*** Opening Records supplied ***
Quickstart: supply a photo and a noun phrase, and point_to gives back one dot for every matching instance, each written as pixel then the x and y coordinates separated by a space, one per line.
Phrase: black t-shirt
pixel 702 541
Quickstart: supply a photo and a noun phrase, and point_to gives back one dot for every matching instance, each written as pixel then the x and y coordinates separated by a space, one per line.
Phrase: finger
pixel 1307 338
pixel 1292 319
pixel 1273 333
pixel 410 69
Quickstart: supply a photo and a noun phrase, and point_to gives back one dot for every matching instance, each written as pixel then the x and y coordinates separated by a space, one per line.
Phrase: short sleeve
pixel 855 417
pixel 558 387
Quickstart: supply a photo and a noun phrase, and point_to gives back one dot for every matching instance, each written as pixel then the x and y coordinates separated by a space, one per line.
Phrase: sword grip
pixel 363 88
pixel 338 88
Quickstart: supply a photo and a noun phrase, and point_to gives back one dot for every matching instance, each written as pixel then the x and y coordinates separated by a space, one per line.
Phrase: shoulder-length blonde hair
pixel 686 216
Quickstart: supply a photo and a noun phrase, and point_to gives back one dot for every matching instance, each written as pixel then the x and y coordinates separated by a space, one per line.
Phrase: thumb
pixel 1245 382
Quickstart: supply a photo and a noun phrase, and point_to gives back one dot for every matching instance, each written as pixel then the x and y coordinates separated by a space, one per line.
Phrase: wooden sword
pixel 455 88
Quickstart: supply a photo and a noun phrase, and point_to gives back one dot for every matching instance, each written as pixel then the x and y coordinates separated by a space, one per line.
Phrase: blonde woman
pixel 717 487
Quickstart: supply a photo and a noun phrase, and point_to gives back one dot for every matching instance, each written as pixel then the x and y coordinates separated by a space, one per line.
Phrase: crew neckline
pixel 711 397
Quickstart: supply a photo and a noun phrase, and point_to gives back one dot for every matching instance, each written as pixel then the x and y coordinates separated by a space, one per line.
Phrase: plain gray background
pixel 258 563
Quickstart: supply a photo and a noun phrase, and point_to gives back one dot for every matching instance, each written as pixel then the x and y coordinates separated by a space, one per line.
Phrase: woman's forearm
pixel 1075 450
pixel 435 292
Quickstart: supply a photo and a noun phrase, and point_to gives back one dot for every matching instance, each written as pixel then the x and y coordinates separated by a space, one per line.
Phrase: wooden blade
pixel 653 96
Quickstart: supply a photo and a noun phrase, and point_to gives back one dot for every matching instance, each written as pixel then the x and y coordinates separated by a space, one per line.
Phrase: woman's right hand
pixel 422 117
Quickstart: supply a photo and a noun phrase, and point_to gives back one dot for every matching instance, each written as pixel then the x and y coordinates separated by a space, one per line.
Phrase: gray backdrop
*** Closing Records supplied ***
▸ **Exercise**
Reply with the complete records, restated exactly.

▸ **Output below**
Quickstart: supply a photo and a noun phrase, and point_to gives back one dot for every matching instance, each written as pixel then the x and y coordinates separated by a space, one per line.
Phrase: black t-shirt
pixel 702 541
Quickstart: supply a photo and a noun phrase, and point_to gives back one dot for every matching instance, each written as pixel then the x and y coordinates separated by a space, one per line.
Phrase: finger
pixel 1307 338
pixel 1292 319
pixel 1273 333
pixel 410 69
Quickstart: supply a photo and a noun phrase, and point_to gives back one dot for every matching instance, each written as pixel then the x and y coordinates separated by a space, one per line.
Phrase: short sleeve
pixel 855 417
pixel 558 387
Quickstart: supply a photo and a noun phrase, and point_to gives back one dot for every matching instance, each written as pixel then the x and y coordinates separated by a space, one per line.
Phrase: sword grip
pixel 363 88
pixel 338 88
Quickstart: supply a photo and a noun phrase, and point_to gives back one dot for every matching instance, each written as pixel then the x and y coordinates separated by a space, one per line.
Phrase: shoulder-length blonde hair
pixel 686 216
Quickstart: supply a photo and a noun phrase, and point_to gives back one dot for every matching instance, each written as pixel then the x and y coordinates separated by a space, one per line.
Phrase: thumb
pixel 1245 382
Quickstart: supply a photo and a noun phrase, and point_to gives back one dot for every matching instance, each written as pixel then the x and y coordinates separated by a space, one per line.
Phrase: wooden sword
pixel 455 88
Quickstart: supply a photo and a noun phrase, and point_to gives back one dot for every matching instance, each written as pixel then the x and y coordinates separated by a space, one per line.
Phrase: blonde woman
pixel 717 487
Quickstart: supply a photo and a noun phrase, and point_to gives back one dot for every matching instance, each written as pixel then the x and y coordinates separated by a space, one per line.
Phrase: crew neckline
pixel 711 397
Quickstart: supply a photo and a noun phrase, and point_to gives back one dot for every matching instance, each written as pixel then the x and y coordinates separated by a space, one per line.
Phrase: plain gray background
pixel 258 563
Quickstart: supply a photo and a noun phrase, and point_to gives back one dot for every matching instance, each written as pixel then the x and y coordinates separated by a space, one per line.
Phrase: woman's forearm
pixel 1075 450
pixel 435 292
Quickstart: supply a photo and a noun phrase, and point_to gives back one dot for every matching instance, each written as pixel then the x and y coordinates separated by a space, one per line.
Phrase: wooden blade
pixel 653 96
Quickstart: supply a photo and a noun phrase, and point_to gives back one dot for every matching instance, each written as pixel then the x and y coordinates separated by a space, one per line.
Phrase: woman's right hand
pixel 422 117
Quickstart: supply a photo and a noun phrase, and point_to gives back one dot for every matching instance, each written as pixel then the x and y coordinates separated by a space, one per line.
Phrase: gray backdrop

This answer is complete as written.